═════ Entries
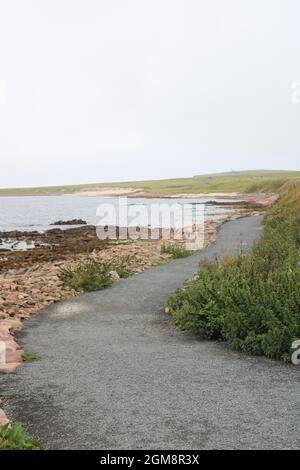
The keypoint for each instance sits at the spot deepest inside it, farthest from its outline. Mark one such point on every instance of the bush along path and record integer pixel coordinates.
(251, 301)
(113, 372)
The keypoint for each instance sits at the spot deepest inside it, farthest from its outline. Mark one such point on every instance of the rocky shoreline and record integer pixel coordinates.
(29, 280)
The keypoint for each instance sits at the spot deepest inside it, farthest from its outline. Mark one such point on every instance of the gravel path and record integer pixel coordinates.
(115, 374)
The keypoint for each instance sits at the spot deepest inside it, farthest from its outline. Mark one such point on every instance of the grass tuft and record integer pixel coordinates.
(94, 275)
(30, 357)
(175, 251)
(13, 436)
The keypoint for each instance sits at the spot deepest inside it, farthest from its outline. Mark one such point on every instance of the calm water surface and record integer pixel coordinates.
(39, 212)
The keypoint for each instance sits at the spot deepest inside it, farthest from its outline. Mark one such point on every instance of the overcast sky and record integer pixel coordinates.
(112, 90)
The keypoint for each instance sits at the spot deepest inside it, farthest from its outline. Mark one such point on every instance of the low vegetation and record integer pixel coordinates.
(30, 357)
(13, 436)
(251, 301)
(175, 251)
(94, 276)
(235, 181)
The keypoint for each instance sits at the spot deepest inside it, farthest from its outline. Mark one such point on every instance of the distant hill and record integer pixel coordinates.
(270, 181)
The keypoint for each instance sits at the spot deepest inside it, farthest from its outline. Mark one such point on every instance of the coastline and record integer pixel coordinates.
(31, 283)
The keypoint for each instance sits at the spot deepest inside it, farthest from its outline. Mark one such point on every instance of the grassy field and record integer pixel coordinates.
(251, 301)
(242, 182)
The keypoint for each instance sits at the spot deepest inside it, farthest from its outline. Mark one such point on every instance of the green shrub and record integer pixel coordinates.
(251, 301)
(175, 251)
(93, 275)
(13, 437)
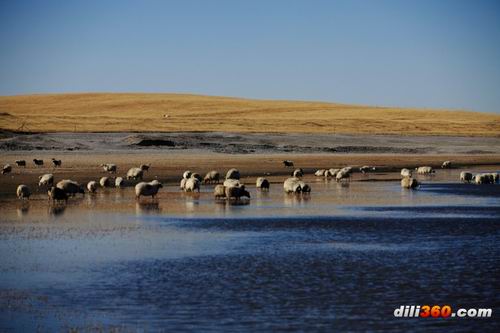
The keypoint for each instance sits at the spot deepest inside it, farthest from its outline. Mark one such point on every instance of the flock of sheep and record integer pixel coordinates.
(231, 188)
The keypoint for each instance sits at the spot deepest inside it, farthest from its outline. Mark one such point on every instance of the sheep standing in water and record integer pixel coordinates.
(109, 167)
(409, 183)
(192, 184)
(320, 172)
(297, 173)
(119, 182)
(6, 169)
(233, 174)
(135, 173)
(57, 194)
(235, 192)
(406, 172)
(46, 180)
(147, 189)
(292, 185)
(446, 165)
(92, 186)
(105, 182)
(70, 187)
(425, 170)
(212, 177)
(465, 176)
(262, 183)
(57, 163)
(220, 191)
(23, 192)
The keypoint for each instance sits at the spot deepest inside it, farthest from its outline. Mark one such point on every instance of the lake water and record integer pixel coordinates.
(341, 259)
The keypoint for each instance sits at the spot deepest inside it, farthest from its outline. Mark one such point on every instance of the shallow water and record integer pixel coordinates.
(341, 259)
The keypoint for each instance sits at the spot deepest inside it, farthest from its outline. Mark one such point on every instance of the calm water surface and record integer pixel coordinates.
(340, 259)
══════════
■ Requirement ■
Set down the complete material exactly, but do not include the images.

■ Solution for this task ■
The keypoint for each instance sits at the spot deepest inside it, farthest from its outline. Mark one such point on every instance of the bush along path and record integer pixel coordinates.
(251, 301)
(113, 372)
The keypoint for each instance sits at the spot deepest inside it, farthest from its outline. Mark one such point on every instance of the rocky shoreline and record integer pixel coordinates.
(29, 280)
The keypoint for each instance sits at the spot deepest inside it, farthest from its outline. Mark one such point on every instance of the gravel path and record integer pixel coordinates.
(115, 374)
The keypoint for each instance sits at the spot deepest inside it, farthest from its outline. Mark one such point on every instance of the grass tuft and record integer pixel coordinates.
(94, 275)
(30, 357)
(175, 251)
(13, 436)
The keypoint for each instance sits at the spot deepest inside it, farthest from its outline. Mark one such point on every instance of the calm water surface and record integer pixel coordinates.
(39, 212)
The keypoint for each instance sits at the spot deepest inside it, farthest from its outline. Mark one such point on every instance of the overcast sky and record integer pixel coordinates.
(112, 90)
The keypoint for each instance sits at the spot deepest inside it, farthest from its outline. Mark one such point on every instance of the low vegetation and record integer pixel coordinates.
(30, 357)
(13, 436)
(251, 301)
(175, 251)
(94, 276)
(235, 181)
The keypoint for each instance sits at the spot deepest inside it, farthest from its outline. Mark one such point on every instance of the distant hill and record integer pixel coordinates.
(270, 181)
The keypoint for each instance sits at the spot deepest inside it, farthest from its outline. Mark one such point on every instance of the coastline and record integer pixel coordinates.
(31, 283)
The keypoint for each instance sits at the spot deepest inside it, farthest from its outline. Mark one such point on every instance of the grassy field and record integer pixel coordinates.
(251, 301)
(242, 182)
The keypoint for each instance sits at the spot deepest inside it, farthest from its outline. Mark one such point on every instance of the green shrub and record integer pixel coordinates.
(251, 301)
(175, 251)
(93, 275)
(13, 437)
The keypoint for each instance sits at the spot deepest inside it, farthest from its outline. Mark one such point on every instance of the flock of sheep and record integer pixel coordinates.
(231, 188)
The keypoint for each instance sits at the spot deepest inside it, farthest from its outline. Mark one such point on every instance of the sheep standing in water and record integer pixel coordinates.
(109, 167)
(409, 183)
(192, 184)
(320, 172)
(297, 173)
(119, 182)
(6, 169)
(233, 174)
(135, 173)
(57, 194)
(235, 192)
(406, 172)
(46, 180)
(147, 189)
(292, 185)
(446, 165)
(92, 186)
(105, 182)
(70, 187)
(425, 170)
(212, 177)
(465, 176)
(262, 183)
(57, 163)
(220, 191)
(23, 192)
The keypoint for each instance sits at the spot deepest inside it, farthest from its outline. Mark one such point on every instance of the lake water and record integer pixel coordinates.
(341, 259)
The keypoint for each instance sits at the spot deepest inside it, farthest from its outline. Mark one such point on every instance of the shallow water and record integer pixel coordinates.
(341, 259)
The keypoint for each instance sits at the spot deepest inside it, farthest from its outline. Mark one such point on every instance of the calm water surface and record integer pixel coordinates.
(340, 259)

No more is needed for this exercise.